▶ _Data entries_
Start of Block
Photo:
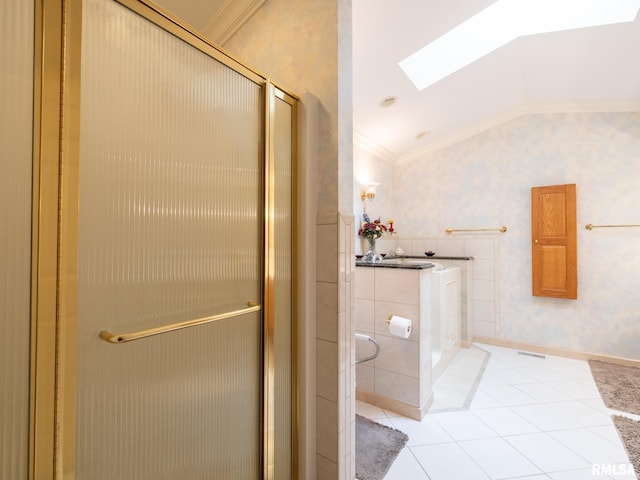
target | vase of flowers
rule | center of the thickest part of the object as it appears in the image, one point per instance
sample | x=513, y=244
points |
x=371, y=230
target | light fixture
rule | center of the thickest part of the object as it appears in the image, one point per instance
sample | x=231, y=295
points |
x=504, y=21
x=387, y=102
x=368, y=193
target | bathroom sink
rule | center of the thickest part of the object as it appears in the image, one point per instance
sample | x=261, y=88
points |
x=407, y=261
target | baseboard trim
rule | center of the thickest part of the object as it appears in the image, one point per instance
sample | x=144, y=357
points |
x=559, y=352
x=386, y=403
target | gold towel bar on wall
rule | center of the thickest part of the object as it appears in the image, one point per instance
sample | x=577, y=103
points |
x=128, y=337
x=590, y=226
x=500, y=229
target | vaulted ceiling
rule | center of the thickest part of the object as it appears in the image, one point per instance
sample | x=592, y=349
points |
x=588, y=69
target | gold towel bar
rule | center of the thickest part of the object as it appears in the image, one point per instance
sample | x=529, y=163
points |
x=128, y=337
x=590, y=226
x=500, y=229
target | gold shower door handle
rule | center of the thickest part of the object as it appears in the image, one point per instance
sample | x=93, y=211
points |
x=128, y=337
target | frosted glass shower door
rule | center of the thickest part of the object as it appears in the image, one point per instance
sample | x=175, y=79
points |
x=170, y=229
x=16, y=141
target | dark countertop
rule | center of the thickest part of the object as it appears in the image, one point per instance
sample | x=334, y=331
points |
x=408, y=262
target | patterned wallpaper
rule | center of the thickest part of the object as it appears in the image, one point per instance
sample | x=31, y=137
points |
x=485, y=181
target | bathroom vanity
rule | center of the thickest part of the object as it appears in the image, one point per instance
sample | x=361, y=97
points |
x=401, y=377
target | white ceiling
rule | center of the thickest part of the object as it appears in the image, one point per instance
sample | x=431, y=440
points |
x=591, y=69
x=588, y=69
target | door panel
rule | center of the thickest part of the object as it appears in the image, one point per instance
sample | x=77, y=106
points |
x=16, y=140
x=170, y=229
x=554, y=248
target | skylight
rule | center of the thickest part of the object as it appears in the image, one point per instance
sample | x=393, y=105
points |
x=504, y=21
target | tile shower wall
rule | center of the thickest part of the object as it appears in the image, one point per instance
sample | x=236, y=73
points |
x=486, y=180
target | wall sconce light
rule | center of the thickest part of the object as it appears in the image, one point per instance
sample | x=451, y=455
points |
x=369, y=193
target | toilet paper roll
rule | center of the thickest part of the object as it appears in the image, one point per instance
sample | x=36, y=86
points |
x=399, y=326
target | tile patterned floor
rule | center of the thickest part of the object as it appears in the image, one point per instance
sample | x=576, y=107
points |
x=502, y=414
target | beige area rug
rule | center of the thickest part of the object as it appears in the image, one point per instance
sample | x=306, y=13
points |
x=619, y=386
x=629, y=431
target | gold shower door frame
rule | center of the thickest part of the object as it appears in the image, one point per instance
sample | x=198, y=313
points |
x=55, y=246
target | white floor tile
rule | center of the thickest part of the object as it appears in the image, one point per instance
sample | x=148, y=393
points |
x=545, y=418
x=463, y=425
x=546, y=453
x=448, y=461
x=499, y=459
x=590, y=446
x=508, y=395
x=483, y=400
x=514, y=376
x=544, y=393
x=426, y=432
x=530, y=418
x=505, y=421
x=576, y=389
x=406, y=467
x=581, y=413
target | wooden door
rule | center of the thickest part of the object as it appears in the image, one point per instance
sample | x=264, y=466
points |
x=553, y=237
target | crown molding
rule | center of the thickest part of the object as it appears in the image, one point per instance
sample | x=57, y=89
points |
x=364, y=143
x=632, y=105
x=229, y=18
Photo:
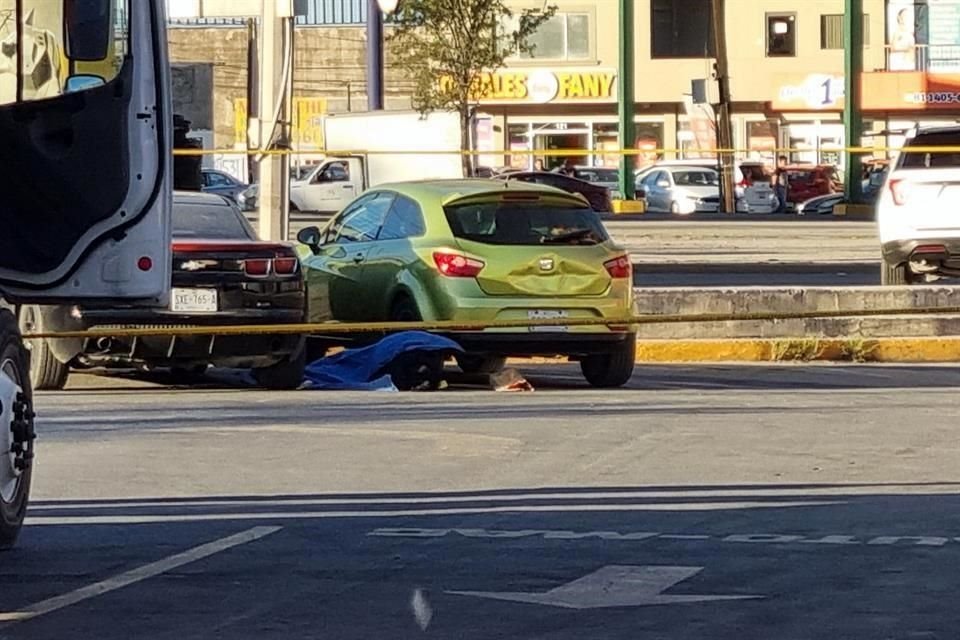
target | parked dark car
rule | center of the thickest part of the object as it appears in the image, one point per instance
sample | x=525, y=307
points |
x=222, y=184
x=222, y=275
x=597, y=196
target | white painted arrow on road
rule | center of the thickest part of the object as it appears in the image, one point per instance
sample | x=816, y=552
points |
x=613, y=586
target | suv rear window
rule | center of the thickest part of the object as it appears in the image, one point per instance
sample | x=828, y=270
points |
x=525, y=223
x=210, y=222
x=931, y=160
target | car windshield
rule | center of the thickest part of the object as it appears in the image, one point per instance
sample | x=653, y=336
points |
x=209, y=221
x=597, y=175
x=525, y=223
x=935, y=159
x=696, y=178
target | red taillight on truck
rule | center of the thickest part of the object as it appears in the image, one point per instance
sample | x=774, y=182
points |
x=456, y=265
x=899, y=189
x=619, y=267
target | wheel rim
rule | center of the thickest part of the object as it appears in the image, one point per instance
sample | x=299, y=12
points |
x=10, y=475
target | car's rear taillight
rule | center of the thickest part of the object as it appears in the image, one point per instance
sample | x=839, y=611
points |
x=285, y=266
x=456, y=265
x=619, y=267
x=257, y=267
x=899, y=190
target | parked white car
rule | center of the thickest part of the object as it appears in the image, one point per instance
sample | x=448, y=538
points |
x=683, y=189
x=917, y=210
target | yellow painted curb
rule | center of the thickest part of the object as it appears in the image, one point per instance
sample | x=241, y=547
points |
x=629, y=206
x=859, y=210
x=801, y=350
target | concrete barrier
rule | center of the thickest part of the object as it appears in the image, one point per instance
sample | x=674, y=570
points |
End of Block
▶ _The problem_
Each record above should be retyped exactly, with no pictures carried over.

▶ _Response to this task_
Photo:
target | vase of flowers
rule | center of the thickest part of the object as it appears in the image, one point per instance
sample | x=513, y=244
points |
x=371, y=230
target | light fixture
rule | center of the thickest part of the object as it appears in the image, one point per instance
sample | x=231, y=295
points |
x=504, y=21
x=387, y=102
x=368, y=193
target | bathroom sink
rule | center of the thickest part of the object as it appears in the image, one point per instance
sample | x=261, y=88
points |
x=407, y=261
target | baseboard trim
rule | center of the thickest part of the object as it appears in the image, one point per instance
sample | x=144, y=357
points |
x=559, y=352
x=386, y=403
target | gold towel bar on wall
rule | center of the thickest part of the object as it appears in the image, one point per instance
sample | x=577, y=103
points |
x=128, y=337
x=590, y=226
x=500, y=229
target | vaulted ceiling
rule | center of the thickest part of the object as it appears in the image, one point per instance
sample | x=592, y=349
points |
x=588, y=69
target | gold towel bar
rule | center of the thickest part of the object as it appears in the image, one point per instance
sample | x=529, y=163
points |
x=128, y=337
x=590, y=226
x=500, y=229
target | gold shower door handle
rule | center of the thickest part of the object as it appears in the image, one point per instance
sample | x=93, y=211
points |
x=128, y=337
target | frosted glass shower door
rule | center of the thickest part of the object as it appears in the image, one point per instance
sample | x=175, y=79
points |
x=170, y=229
x=16, y=141
target | dark countertop
rule | center of the thickest part of the object as it appears in the image, one point per instance
sample | x=334, y=331
points |
x=408, y=262
target | patterned wallpaper
rule | center of the thickest part of the object as it appears in the image, one point per instance
sample | x=31, y=137
points |
x=485, y=181
target | bathroom vanity
rule | center of the thickest part of the object as it appears in the image, one point per instance
sample | x=361, y=97
points |
x=401, y=377
target | white ceiling
rule | center of the thickest part of the object as it appears in the image, one point per instance
sample | x=431, y=440
points |
x=591, y=69
x=588, y=69
target | door panel
rule | center of the thickest part of the object as it appears in the image, one point per instance
sample | x=77, y=106
points |
x=16, y=140
x=170, y=229
x=554, y=248
target | skylight
rule | center of the thickest part of the object as it appears in the image, one point per instance
sample | x=393, y=105
points |
x=504, y=21
target | tile shower wall
rule | center of the thickest part of the object as it appears in the image, one point per instance
sample | x=236, y=73
points |
x=486, y=180
target | wall sconce light
rule | center of the thickest part of the object as it appears in the image, one point per instance
sample | x=451, y=455
points |
x=369, y=193
target | toilet paper roll
rule | center of the thickest part of the object as it appears in the image, one point per instance
sample | x=36, y=86
points |
x=399, y=326
target | tile patterned floor
rule | center of the thickest part of the object as it appears in the image, one point per instance
sample | x=576, y=107
points |
x=502, y=414
target | beige area rug
rule | center of the thickest part of the object as it appears in the image, one point per instance
sample | x=306, y=13
points |
x=619, y=386
x=629, y=431
target | gold shower door frame
rule | center of the thickest part of the object as it appears in the image, one point per instance
sample | x=198, y=313
points |
x=55, y=246
target | white floor tile
rule | center of the thickest part of the object as it appears in the image, one point per instance
sample | x=148, y=393
points |
x=545, y=418
x=463, y=425
x=546, y=453
x=448, y=461
x=499, y=459
x=590, y=446
x=508, y=395
x=483, y=400
x=514, y=376
x=544, y=393
x=426, y=432
x=530, y=418
x=505, y=421
x=576, y=389
x=406, y=467
x=581, y=413
target | wooden door
rule | center of the thickest part of the object as it appears in the image, one point per instance
sample | x=264, y=466
points |
x=553, y=237
target | crown molding
rule | center of the thickest part of the object as it appears in the image, one point per instance
sample | x=57, y=89
points |
x=364, y=143
x=632, y=105
x=229, y=18
Photo:
target | parked dark car
rule | center of the thickest part of the object as it appears in the image, one point per instance
sample | x=525, y=307
points |
x=222, y=184
x=222, y=275
x=597, y=196
target | white painted arrow on road
rule | center of the thickest part of the object as it appears in the image, one point per instance
sample | x=816, y=552
points |
x=613, y=586
target | suv rear window
rule | center of the thickest part of the object as it appears in the image, one point per instance
sample | x=828, y=270
points |
x=525, y=223
x=210, y=222
x=931, y=160
target | car windshield
rule | center of the thickest part of the object as it appears in the image, one point per instance
sample | x=653, y=336
points |
x=209, y=221
x=597, y=175
x=525, y=223
x=935, y=159
x=696, y=178
target | red taillight on truck
rule | center of the thickest part of the object as it appears in the image, one point per instance
sample | x=774, y=182
points |
x=456, y=265
x=899, y=189
x=619, y=267
target | wheel rim
rule | center of the thickest part of the object as it appears in the image, one point per instance
sample | x=299, y=12
points |
x=10, y=475
target | car's rear taillight
rule | center of the thickest part of the object as it appears in the image, one point per instance
sample | x=839, y=611
points |
x=285, y=266
x=456, y=265
x=619, y=267
x=257, y=267
x=899, y=190
target | parked white car
rule | center of the thickest part of the object as it appears in the image, one point per instance
sample | x=448, y=538
points |
x=683, y=189
x=917, y=210
target | yellow painted curb
rule | center of the thickest part of the object as it appears in the image, one point per instance
sample | x=241, y=547
points |
x=629, y=206
x=859, y=210
x=801, y=350
target | concrete barrier
rule | center of the thickest part of the object as it appears in the image, one point per instance
sample | x=674, y=570
points |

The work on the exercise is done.